Labour ignores poor A&E performance
Labour ignores poor A&E performance
Labour is still ignoring its consistently poor performing Accident and Emergency departments, says National Party Health spokesman Paul Hutchison.
He is releasing a new set of figures from the latest Hospital Benchmark report, for the quarter ended December 2004.
“There is virtually no movement in the results. District Health Boards are still failing to meet the target times and the money being put into health obviously isn't getting through to where it’s needed.
“Only four Health Boards met all three triage benchmarks, and the average results for all Boards combined have shown little change over the last three years.
“Fourteen of the 21 DHBs failed to meet benchmark goals of seeing patients within 10 minutes, for conditions such as serious head injury, massive bleeding or suspected heart attack. It confirms once again Labour’s inability to set sensible spending priorities, let alone manage a complex health system.
“The Government cannot afford to be idle when it comes to emergency health services. It knows its A&E departments are still seriously underperforming, yet it still hasn ‘t got the basics right.
"Despite the extra billions of taxpayer money being poured into the public health system, patients are still being culled from waiting lists. And now when they turn up for emergency treatment, this report shows they may not get it as soon as they should.
“Simply too much energy, money and time is being spent on Labour’s bureaucracy, and not enough is finding its way to the frontline," says Dr Hutchison.

SUPPLIED ENTRIES |
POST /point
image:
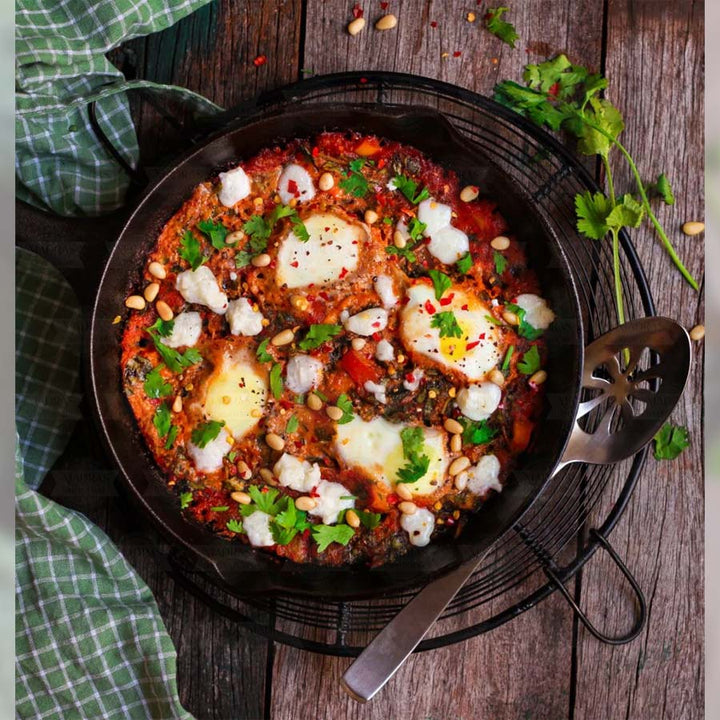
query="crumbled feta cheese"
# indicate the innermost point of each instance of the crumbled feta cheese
(234, 187)
(435, 215)
(412, 380)
(537, 312)
(384, 351)
(295, 183)
(384, 288)
(367, 321)
(448, 245)
(418, 526)
(377, 390)
(297, 474)
(479, 402)
(332, 499)
(257, 527)
(186, 330)
(303, 373)
(243, 319)
(209, 458)
(201, 287)
(484, 475)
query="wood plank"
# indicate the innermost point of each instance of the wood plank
(515, 671)
(655, 69)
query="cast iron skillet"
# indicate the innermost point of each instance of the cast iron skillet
(236, 566)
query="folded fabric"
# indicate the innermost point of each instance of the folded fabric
(61, 67)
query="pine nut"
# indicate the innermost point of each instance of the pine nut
(459, 464)
(461, 481)
(262, 260)
(275, 441)
(456, 443)
(305, 503)
(500, 243)
(352, 519)
(386, 22)
(693, 227)
(284, 337)
(151, 291)
(326, 180)
(496, 377)
(164, 310)
(157, 270)
(453, 426)
(135, 302)
(334, 412)
(403, 491)
(234, 237)
(354, 28)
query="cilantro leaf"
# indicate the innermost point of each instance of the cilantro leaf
(206, 432)
(276, 381)
(215, 232)
(345, 404)
(662, 189)
(190, 250)
(162, 420)
(154, 385)
(368, 519)
(477, 433)
(441, 282)
(319, 334)
(500, 262)
(447, 324)
(500, 28)
(408, 187)
(530, 362)
(235, 526)
(262, 353)
(464, 263)
(670, 441)
(325, 535)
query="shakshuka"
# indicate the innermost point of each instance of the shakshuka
(334, 351)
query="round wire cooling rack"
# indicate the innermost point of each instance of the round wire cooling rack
(535, 557)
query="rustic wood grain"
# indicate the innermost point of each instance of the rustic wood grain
(655, 69)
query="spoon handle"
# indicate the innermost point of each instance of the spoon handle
(379, 661)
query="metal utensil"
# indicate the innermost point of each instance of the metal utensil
(638, 401)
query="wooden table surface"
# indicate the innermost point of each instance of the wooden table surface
(541, 665)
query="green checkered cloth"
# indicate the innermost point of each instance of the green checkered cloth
(60, 68)
(90, 642)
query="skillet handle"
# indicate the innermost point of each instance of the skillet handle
(613, 367)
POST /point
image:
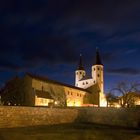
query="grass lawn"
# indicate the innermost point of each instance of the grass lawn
(70, 132)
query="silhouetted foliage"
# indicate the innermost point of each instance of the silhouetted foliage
(127, 92)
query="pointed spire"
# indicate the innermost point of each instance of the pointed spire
(98, 59)
(80, 66)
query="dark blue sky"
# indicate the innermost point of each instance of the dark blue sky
(46, 37)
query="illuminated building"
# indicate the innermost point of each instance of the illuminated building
(34, 90)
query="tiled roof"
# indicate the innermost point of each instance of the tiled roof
(86, 78)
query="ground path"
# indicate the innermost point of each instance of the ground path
(70, 132)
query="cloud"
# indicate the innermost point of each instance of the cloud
(124, 71)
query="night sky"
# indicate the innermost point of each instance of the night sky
(46, 37)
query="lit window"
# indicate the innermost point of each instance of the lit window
(42, 88)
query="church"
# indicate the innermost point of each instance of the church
(35, 90)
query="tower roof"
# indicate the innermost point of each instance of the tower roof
(80, 65)
(98, 59)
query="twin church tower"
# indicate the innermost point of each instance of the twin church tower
(82, 80)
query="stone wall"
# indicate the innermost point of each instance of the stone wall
(126, 117)
(29, 116)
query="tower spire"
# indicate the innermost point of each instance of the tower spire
(98, 59)
(80, 66)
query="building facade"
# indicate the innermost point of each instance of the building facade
(34, 90)
(84, 81)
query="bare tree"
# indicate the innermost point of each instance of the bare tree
(59, 97)
(127, 93)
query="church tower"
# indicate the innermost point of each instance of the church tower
(98, 72)
(80, 72)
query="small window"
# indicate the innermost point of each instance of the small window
(42, 88)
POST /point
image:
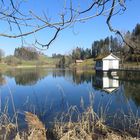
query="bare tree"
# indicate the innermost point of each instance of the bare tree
(70, 13)
(1, 54)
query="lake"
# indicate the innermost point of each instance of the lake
(49, 92)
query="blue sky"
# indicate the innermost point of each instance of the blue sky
(81, 34)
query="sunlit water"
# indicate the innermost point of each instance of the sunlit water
(49, 92)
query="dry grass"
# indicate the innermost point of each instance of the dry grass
(87, 127)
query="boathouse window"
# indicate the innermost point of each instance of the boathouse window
(99, 63)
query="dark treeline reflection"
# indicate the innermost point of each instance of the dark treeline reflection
(128, 80)
(2, 79)
(26, 76)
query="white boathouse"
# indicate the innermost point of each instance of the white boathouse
(107, 62)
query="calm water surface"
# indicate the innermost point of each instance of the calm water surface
(48, 92)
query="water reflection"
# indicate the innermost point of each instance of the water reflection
(26, 76)
(2, 79)
(106, 83)
(53, 90)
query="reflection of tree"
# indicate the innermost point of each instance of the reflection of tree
(132, 90)
(2, 80)
(26, 76)
(29, 78)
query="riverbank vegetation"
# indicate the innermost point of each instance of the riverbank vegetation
(87, 125)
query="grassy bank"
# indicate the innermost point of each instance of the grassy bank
(89, 126)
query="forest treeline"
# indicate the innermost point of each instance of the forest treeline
(128, 51)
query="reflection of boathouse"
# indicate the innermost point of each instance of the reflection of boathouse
(105, 83)
(107, 62)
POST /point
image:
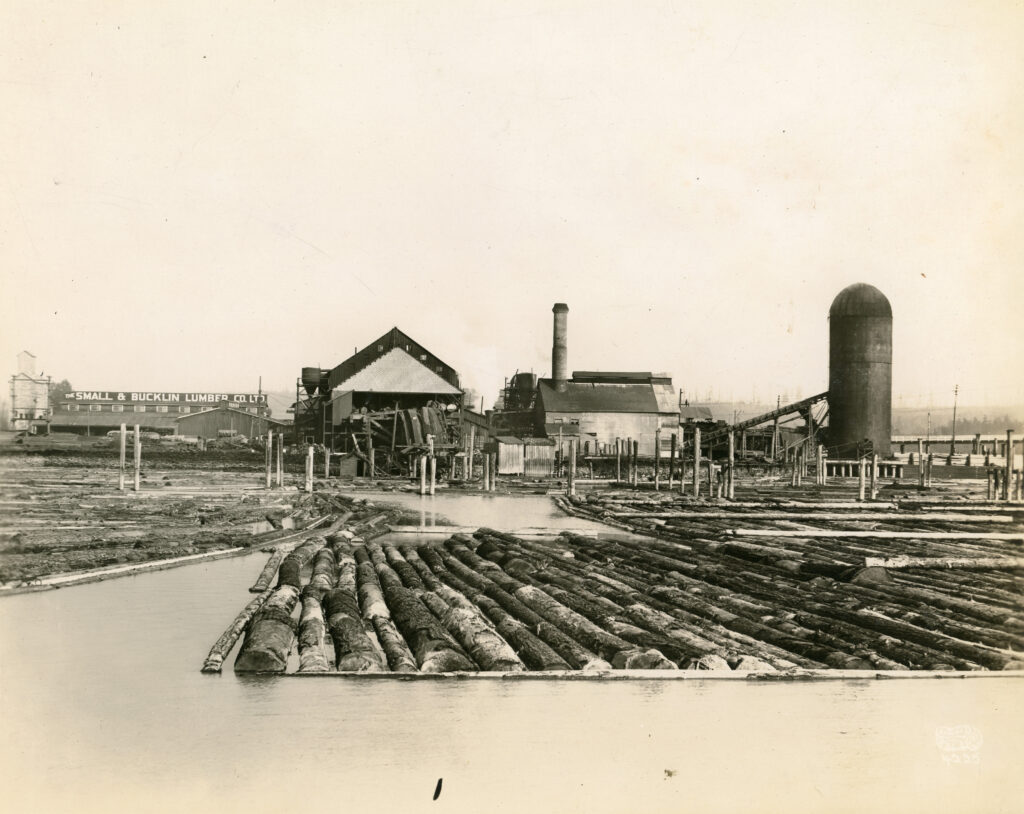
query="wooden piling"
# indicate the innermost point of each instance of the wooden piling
(1009, 478)
(121, 476)
(269, 457)
(571, 480)
(138, 458)
(731, 488)
(657, 460)
(696, 462)
(672, 463)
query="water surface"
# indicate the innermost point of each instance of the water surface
(103, 709)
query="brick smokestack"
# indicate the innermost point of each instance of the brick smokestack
(559, 347)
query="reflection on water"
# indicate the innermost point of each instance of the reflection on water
(103, 709)
(495, 511)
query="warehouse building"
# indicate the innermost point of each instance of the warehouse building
(224, 420)
(599, 408)
(602, 407)
(394, 373)
(97, 412)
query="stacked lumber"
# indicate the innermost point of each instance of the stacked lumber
(765, 586)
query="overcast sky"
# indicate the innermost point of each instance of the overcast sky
(194, 195)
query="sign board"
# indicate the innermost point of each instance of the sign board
(127, 396)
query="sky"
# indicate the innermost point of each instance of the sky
(194, 196)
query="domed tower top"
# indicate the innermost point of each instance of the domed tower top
(860, 300)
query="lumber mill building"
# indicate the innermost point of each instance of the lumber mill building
(97, 412)
(593, 408)
(392, 395)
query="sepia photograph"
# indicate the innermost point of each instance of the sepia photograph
(544, 407)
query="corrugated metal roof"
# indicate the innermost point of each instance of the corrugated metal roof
(579, 397)
(236, 411)
(695, 413)
(375, 350)
(397, 372)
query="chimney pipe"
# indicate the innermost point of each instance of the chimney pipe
(559, 347)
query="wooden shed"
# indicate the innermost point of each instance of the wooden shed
(539, 458)
(209, 423)
(510, 455)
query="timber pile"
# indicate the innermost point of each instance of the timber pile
(497, 602)
(685, 592)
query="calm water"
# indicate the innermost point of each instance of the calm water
(103, 709)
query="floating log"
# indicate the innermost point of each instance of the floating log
(224, 645)
(477, 638)
(583, 630)
(269, 571)
(270, 634)
(312, 654)
(353, 650)
(534, 652)
(434, 649)
(291, 566)
(399, 657)
(963, 563)
(824, 532)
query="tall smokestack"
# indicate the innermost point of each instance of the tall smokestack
(559, 347)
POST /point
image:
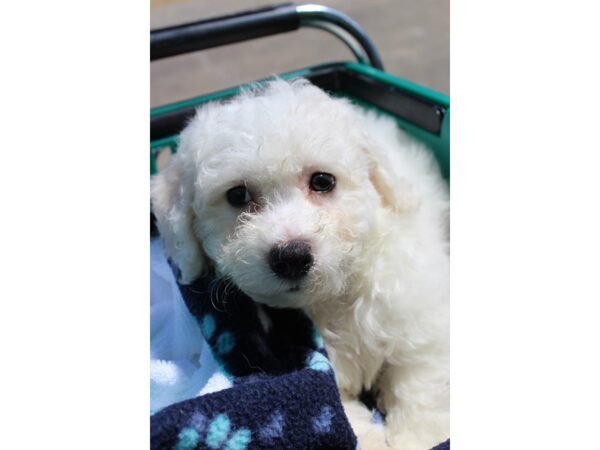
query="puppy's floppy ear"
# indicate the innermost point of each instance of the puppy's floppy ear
(396, 192)
(172, 192)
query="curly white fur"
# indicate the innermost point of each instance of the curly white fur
(378, 290)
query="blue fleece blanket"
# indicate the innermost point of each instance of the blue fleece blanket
(283, 394)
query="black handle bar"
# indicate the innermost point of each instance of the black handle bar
(262, 22)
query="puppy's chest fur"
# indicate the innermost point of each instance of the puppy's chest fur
(357, 355)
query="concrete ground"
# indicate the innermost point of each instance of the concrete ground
(412, 37)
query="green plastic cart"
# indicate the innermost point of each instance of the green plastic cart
(420, 111)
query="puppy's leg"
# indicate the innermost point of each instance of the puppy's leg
(416, 401)
(371, 436)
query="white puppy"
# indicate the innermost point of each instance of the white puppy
(306, 201)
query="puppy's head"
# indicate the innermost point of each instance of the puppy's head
(275, 190)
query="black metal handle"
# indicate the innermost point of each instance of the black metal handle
(263, 22)
(223, 30)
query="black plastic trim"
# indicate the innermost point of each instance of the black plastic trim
(335, 79)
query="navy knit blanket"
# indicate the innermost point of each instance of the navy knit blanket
(283, 395)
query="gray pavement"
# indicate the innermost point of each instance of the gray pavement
(412, 37)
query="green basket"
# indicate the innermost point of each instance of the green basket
(421, 112)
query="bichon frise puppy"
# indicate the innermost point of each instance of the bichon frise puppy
(309, 202)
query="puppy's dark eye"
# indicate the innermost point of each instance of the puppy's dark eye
(239, 196)
(322, 182)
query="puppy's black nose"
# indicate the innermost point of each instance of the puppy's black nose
(291, 260)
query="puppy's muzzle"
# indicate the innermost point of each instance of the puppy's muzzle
(291, 260)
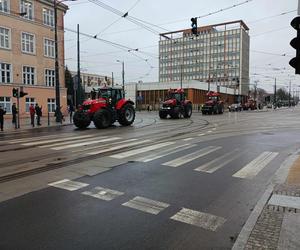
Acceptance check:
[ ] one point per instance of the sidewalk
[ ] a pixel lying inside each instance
(25, 123)
(275, 221)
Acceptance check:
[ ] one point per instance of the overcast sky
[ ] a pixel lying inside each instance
(270, 33)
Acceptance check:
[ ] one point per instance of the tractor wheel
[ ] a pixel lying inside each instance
(81, 120)
(127, 115)
(102, 118)
(163, 114)
(175, 113)
(188, 111)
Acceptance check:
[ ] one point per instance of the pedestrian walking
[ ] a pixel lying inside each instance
(71, 110)
(14, 111)
(2, 113)
(38, 111)
(32, 114)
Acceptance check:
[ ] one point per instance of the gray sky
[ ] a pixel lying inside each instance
(270, 33)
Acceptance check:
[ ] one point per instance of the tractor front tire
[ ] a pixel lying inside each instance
(188, 111)
(81, 120)
(163, 114)
(127, 115)
(102, 118)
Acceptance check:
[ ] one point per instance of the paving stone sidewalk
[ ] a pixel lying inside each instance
(278, 226)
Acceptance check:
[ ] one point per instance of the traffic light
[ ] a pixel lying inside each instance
(22, 94)
(15, 92)
(194, 25)
(295, 43)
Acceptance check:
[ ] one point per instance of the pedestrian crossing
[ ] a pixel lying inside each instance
(182, 153)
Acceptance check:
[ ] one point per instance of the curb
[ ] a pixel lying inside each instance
(279, 178)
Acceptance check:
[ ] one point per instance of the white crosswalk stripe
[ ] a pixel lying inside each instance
(190, 157)
(141, 150)
(85, 143)
(76, 140)
(255, 166)
(219, 162)
(118, 147)
(164, 153)
(41, 142)
(146, 205)
(199, 219)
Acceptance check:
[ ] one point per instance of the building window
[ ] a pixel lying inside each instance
(48, 17)
(4, 37)
(28, 102)
(27, 7)
(28, 75)
(49, 77)
(5, 73)
(28, 43)
(51, 105)
(5, 102)
(49, 48)
(4, 6)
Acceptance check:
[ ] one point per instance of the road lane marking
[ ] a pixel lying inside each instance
(141, 150)
(103, 146)
(36, 143)
(199, 219)
(255, 166)
(118, 147)
(190, 157)
(85, 143)
(103, 193)
(68, 185)
(188, 139)
(146, 205)
(72, 142)
(214, 165)
(164, 153)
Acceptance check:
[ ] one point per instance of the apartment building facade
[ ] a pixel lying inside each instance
(27, 53)
(217, 55)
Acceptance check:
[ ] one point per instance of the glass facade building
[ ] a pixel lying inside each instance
(218, 54)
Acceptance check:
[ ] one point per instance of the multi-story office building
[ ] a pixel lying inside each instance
(27, 53)
(218, 54)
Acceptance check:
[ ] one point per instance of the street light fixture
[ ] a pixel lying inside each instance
(123, 75)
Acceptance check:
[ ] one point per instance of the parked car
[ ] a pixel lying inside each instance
(235, 107)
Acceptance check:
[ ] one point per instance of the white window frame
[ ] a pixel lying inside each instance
(5, 73)
(51, 104)
(5, 36)
(2, 9)
(29, 11)
(49, 78)
(27, 42)
(31, 76)
(6, 104)
(48, 17)
(49, 51)
(28, 103)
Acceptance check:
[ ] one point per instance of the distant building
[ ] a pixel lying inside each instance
(27, 53)
(90, 81)
(218, 55)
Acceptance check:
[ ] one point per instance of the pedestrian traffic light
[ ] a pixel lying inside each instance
(194, 25)
(15, 92)
(22, 94)
(295, 43)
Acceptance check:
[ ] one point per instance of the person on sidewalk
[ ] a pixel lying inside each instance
(2, 113)
(32, 114)
(38, 111)
(71, 110)
(14, 111)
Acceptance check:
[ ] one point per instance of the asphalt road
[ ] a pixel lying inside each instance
(174, 184)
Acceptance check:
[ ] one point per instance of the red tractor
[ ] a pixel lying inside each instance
(213, 105)
(105, 107)
(176, 105)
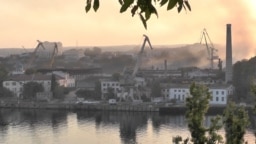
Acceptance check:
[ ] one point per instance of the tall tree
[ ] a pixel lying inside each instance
(236, 120)
(197, 106)
(3, 73)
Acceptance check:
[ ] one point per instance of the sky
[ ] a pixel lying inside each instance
(24, 22)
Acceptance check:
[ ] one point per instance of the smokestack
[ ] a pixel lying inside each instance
(228, 77)
(165, 65)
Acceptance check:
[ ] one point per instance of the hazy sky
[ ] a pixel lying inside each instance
(25, 21)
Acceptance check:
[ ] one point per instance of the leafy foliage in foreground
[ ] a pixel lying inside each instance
(236, 120)
(144, 8)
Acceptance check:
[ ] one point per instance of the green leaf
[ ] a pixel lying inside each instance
(171, 4)
(180, 3)
(88, 5)
(134, 9)
(126, 4)
(121, 2)
(153, 10)
(188, 5)
(147, 14)
(163, 2)
(143, 21)
(96, 5)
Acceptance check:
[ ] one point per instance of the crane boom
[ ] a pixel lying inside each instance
(210, 47)
(138, 62)
(32, 58)
(54, 53)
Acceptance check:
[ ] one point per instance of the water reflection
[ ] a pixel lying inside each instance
(57, 126)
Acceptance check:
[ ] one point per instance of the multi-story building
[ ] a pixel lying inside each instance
(15, 83)
(106, 84)
(180, 92)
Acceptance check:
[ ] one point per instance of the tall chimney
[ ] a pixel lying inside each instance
(229, 73)
(165, 65)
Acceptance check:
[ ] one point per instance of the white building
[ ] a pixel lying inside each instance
(65, 79)
(180, 92)
(106, 84)
(73, 54)
(46, 49)
(15, 83)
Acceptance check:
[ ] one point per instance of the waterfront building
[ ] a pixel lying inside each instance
(109, 84)
(15, 83)
(179, 92)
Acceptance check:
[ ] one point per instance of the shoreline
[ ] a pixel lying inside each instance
(173, 109)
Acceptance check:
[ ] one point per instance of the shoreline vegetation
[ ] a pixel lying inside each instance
(132, 107)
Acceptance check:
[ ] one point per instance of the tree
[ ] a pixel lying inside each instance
(236, 120)
(4, 92)
(144, 8)
(97, 90)
(110, 94)
(116, 76)
(197, 105)
(30, 89)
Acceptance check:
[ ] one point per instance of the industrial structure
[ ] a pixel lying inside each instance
(45, 50)
(211, 51)
(229, 73)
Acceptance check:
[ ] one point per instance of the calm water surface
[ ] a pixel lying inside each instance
(80, 127)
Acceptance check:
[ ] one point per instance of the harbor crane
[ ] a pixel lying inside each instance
(33, 55)
(138, 62)
(54, 53)
(210, 48)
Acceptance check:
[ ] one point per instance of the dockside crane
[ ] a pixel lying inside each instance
(138, 62)
(33, 55)
(54, 53)
(210, 48)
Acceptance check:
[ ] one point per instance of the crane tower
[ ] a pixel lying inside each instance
(211, 51)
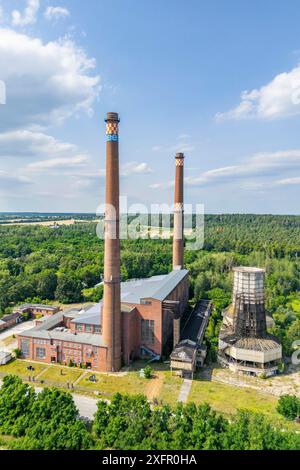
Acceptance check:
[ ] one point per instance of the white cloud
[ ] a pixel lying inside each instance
(264, 166)
(24, 143)
(46, 82)
(7, 180)
(279, 98)
(29, 14)
(130, 168)
(54, 13)
(59, 163)
(288, 181)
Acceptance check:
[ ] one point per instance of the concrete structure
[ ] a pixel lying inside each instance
(135, 319)
(111, 312)
(244, 343)
(10, 320)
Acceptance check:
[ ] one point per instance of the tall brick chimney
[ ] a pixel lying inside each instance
(178, 239)
(111, 313)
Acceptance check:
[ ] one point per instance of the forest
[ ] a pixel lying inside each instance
(39, 264)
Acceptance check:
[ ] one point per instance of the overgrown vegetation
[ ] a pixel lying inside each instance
(289, 406)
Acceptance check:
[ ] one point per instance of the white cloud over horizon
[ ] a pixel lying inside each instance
(258, 170)
(55, 13)
(28, 16)
(280, 98)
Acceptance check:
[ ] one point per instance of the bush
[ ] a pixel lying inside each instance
(17, 352)
(289, 406)
(148, 372)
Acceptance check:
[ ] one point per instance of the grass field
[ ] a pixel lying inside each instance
(8, 341)
(19, 367)
(294, 304)
(228, 399)
(170, 388)
(60, 375)
(109, 384)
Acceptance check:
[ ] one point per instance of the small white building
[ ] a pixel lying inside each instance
(5, 357)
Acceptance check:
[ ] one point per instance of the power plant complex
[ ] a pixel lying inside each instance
(144, 317)
(244, 344)
(136, 318)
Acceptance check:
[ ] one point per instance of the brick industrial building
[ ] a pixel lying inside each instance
(136, 318)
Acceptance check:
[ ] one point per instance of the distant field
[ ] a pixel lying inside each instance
(45, 223)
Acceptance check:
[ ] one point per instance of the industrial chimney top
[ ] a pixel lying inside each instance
(112, 117)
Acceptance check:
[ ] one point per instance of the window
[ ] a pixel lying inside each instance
(25, 347)
(147, 331)
(40, 353)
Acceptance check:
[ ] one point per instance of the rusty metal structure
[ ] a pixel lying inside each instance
(111, 312)
(178, 236)
(249, 319)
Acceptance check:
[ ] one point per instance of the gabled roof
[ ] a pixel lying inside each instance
(155, 287)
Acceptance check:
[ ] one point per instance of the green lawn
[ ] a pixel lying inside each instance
(131, 383)
(228, 399)
(294, 304)
(60, 375)
(170, 388)
(18, 367)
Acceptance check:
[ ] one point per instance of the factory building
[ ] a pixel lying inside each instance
(135, 318)
(244, 343)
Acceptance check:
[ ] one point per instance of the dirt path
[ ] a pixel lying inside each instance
(288, 383)
(154, 386)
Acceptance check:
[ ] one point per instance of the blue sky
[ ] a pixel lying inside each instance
(175, 71)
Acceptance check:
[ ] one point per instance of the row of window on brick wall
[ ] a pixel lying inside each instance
(147, 331)
(88, 328)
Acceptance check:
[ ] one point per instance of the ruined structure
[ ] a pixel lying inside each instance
(244, 343)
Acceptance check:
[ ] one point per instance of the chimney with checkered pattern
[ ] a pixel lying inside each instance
(111, 312)
(178, 238)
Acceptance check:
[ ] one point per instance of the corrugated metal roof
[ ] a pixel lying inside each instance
(91, 316)
(85, 338)
(155, 287)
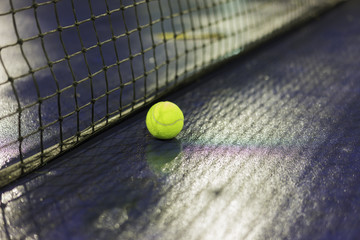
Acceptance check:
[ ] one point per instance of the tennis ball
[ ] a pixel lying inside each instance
(164, 120)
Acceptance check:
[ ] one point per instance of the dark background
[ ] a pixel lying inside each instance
(270, 150)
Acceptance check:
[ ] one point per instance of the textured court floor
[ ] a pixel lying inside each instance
(270, 150)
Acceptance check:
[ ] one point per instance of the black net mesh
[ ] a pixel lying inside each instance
(69, 68)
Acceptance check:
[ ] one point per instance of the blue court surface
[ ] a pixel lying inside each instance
(270, 150)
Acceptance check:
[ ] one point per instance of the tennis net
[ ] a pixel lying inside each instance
(70, 68)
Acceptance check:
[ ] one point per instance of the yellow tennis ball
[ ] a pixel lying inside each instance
(164, 120)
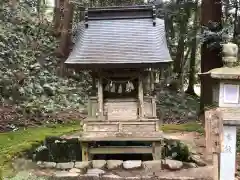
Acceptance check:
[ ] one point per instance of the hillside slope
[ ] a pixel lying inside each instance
(31, 90)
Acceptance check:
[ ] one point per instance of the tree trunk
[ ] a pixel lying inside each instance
(66, 34)
(190, 89)
(58, 16)
(235, 32)
(210, 59)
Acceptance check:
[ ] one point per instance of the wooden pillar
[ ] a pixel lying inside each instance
(58, 17)
(157, 150)
(100, 97)
(140, 96)
(85, 152)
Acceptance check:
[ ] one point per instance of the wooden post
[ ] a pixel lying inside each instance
(140, 96)
(157, 150)
(58, 17)
(85, 152)
(100, 97)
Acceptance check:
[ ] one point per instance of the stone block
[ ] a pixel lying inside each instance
(67, 165)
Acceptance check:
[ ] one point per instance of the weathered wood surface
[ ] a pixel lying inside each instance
(100, 97)
(121, 126)
(121, 110)
(116, 136)
(121, 150)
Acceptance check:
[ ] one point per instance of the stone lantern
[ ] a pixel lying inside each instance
(226, 97)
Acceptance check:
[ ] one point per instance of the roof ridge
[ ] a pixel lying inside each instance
(120, 12)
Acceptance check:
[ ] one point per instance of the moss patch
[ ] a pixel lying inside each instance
(13, 144)
(187, 127)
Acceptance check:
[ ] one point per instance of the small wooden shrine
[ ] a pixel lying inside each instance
(121, 47)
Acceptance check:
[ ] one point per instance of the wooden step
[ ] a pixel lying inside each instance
(121, 150)
(132, 126)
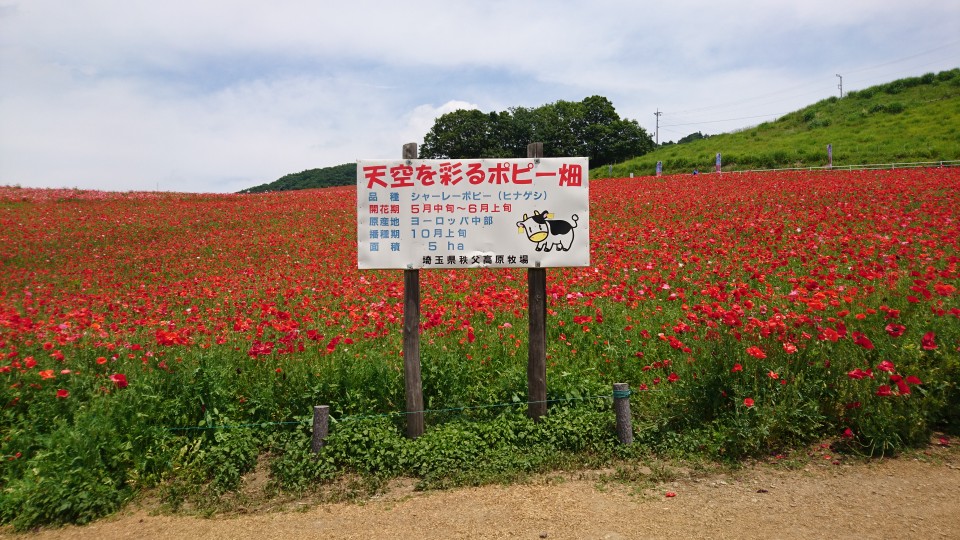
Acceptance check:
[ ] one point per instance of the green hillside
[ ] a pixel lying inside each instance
(338, 175)
(908, 120)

ACTIVITY 1 | Give back, word for word, the part of the A&E statement that begins at the words "He is releasing" and stops after "last three years.".
ACTIVITY 2 | In the A&E statement, how many of the 21 DHBs failed to meet the benchmark goals of seeing patients within 10 minutes?

WORKED SOLUTION 1 |
He is releasing a new set of figures from the latest Hospital Benchmark report, for the quarter ended December 2004.
“There is virtually no movement in the results. District Health Boards are still failing to meet the target times and the money being put into health obviously isn't getting through to where it’s needed.
“Only four Health Boards met all three triage benchmarks, and the average results for all Boards combined have shown little change over the last three years.

WORKED SOLUTION 2 | Fourteen